Lynne Kiesling

Those of you who read KP for commentary and analysis of electricity regulatory policy (and I thank you sincerely for doing so!) have probably noticed a relative dearth of such commentary and analysis in the past couple of months. I can’t speak for Mike, but the truth is that for my part, I have been trying to think clearly about and analyze a dizzying array of ideas. Instead of continuing to do so in private, and by inflicting my extroverted-thinker half-baked ideas on the KP Spouse over dinner, I am going to use KP as a means of helping me to organize these sometimes overwhelming and disparate ideas into something that I hope will become coherent. I also think these issues generalize to other contexts and other industries. Please be patient and give me comments that will help me to refine my arguments.

Let’s start with this claim: in the U.S. electricity industry we have had 85 years of symbiotic codependency between the regulator and the regulated. Over this time technology and economic activity have changed the underlying physical and economic fundamentals of the industry, making traditional natural monopoly regulation increasingly obsolete. We find ourselves in a situation in which the only part of the historically vertically integrated value chain that has any remaining claim to “natural monopoly” status is the wires network (and even that claim will erode over time). Generation’s “natural monopoly” characteristics have eroded, as have those of the retail/marketing/end-use customer interface part of the value chain. Thus the traditional regulatory institions have outstayed their welcome.

Yet we have inherited this regulatory system specifically and consciously designed to address the specific issue of economic efficiency in a vertically-integrated “natural monopoly”. It’s a complex system, with 51 state-level regulators and a federal regulator with divided jurisdictions between retail and wholesale, and another organization (NERC) that establishes voluntary industry standards for network reliability and safe operation. Much of the institutional roadmap on which this regulatory system rests derives from the Federal Power Act of 1935, a piece of New Deal legislation that may itself be obsolete in many ways. Although technology and economy have wrought changes in regulatory institutions, they remain inertial and woefully obsolete, but still in place, alive and kicking.

One reason for the persistence of obsolete aspects of regulatory institutions must be rent seeking and the ability of special interests to perpetuate arrangements beneficial to them. Over the 85 years of this symbiotic codependency’s evolution, there has been plenty of time for various parties to the traditional institutions (in particular I have in mind regulated investor-owned utilities) to adapt to the regulatory system and learn how to maximize profits within its context. Rule #1 of economics is that people respond to incentives, and utility executives are people. So are regulators. The public choice model illuminating the persistence of obsolete regulatory institutions also has to include the incentives of regulators, well-meaning civil servants who choose to work in the public interest, and who believe that regulatory control and management of utilities is the most effective means to do so. [Note that I could have made more cynical assumptions about the motivations of regulators and the ensuing public choice implications, but those assumptions are not necessary for my argument. I want to make the most generous assumptions possible that will still permit my argument.] I know of several counter-examples, utility executives and regulators who are forward-looking dynamists and are taking the small steps that they can within their constraints to promote insitutional change. But I also know of others who want the old system to persist, and the old system is persisting. Those interests reinforce the inertial trajectory of the system.
+---+
Questions to answer.
a) In the post on electricity regulatory policy, what piece of legislation does most of the institutional roadmap for the regulatory system derive from?
b) Render this sentence from the post on electricity regulatory policy into Spanish: "Rule #1 of economics is that people respond to incentives, and utility executives are people."
c) Carry the post on electricity regulatory policy forward from its final paragraph.

Excerpted data.
+---+
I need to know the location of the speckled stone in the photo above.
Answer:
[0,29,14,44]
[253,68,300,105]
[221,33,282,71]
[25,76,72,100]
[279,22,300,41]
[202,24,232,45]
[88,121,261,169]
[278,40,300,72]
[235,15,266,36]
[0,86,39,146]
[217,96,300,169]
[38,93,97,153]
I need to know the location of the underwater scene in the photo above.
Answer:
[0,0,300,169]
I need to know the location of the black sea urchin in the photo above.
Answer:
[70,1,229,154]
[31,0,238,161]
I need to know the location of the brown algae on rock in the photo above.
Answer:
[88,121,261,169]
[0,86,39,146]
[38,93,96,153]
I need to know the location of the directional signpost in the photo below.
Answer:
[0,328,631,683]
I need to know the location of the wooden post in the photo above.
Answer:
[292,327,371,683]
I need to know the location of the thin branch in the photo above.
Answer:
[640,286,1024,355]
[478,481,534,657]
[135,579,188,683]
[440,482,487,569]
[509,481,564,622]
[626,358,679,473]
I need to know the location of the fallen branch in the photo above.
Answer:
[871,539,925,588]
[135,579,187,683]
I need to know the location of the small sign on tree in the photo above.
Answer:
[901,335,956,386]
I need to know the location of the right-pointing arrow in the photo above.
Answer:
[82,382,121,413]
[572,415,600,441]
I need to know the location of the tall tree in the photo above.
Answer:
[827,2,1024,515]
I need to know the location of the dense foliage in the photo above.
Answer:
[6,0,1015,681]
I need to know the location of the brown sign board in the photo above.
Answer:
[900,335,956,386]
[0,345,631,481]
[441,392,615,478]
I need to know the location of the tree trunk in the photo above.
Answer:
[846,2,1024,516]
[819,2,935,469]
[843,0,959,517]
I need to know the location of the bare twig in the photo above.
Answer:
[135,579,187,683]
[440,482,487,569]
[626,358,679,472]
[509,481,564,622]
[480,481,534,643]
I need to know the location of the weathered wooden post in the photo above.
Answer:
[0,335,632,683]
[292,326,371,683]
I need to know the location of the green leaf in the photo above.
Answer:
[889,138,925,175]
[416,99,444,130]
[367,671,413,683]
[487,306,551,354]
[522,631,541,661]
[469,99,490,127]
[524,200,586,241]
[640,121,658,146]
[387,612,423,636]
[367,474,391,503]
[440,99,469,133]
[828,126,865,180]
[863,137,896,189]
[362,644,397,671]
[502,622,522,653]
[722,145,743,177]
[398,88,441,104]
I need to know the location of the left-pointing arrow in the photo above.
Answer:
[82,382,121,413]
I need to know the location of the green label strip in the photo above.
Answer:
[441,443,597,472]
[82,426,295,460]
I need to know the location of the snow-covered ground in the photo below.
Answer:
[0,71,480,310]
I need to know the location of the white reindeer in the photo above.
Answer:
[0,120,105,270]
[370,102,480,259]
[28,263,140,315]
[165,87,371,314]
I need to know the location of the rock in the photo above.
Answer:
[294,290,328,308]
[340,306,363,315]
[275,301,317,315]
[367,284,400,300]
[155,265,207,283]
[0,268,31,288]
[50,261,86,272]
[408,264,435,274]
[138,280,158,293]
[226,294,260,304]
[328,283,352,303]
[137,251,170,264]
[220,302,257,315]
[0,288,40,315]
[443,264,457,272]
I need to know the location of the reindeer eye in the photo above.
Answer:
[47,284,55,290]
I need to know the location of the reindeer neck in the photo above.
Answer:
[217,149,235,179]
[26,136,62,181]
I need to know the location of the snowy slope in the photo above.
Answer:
+---+
Written answers.
a) The Federal Power Act of 1935.

b) La regla n.º 1 de la economía es que las personas responden a los incentivos, y los ejecutivos de las empresas de servicios públicos son personas.

c)
So, here’s the question: given the complexity of the system of regulatory institutions, the difficulties (technical, political, and economic) of changing them, and the ability of long-standing interests to increase the system’s persistence through their political power, what is the most effective way to bring about valuable, meaningful, forward-looking, robust, evolutionarily adaptive institutional change?


  1. Doesn’t public choice tell us that institutional change is impossible? Those who might support change face a collective action problem in that change isn’t worth as much to us as the status quo is to them.

    Isn’t this why all outdated new deal programs still exist?

  2. I hope institutional change is not impossible! I also think the annals of history suggest that it’s not impossible.

    However, and here’s where I think your point really helps me out (but I have to borrow terminology from the next post), constructivist institutions are hard to change because of the public choice/Olsonian incentives inherent in special interest rent seeking. More organic institutions may change at rates that are more concomitant with the economic and technological changes going on around them. I think that is a testable hypothesis.

    A good example of the plasticity of organic institutions is the numerous instances of institutional entrepreneurship cited in Terry Anderson and P.J. Hill’s recent book “The Not So Wild, Wild West”.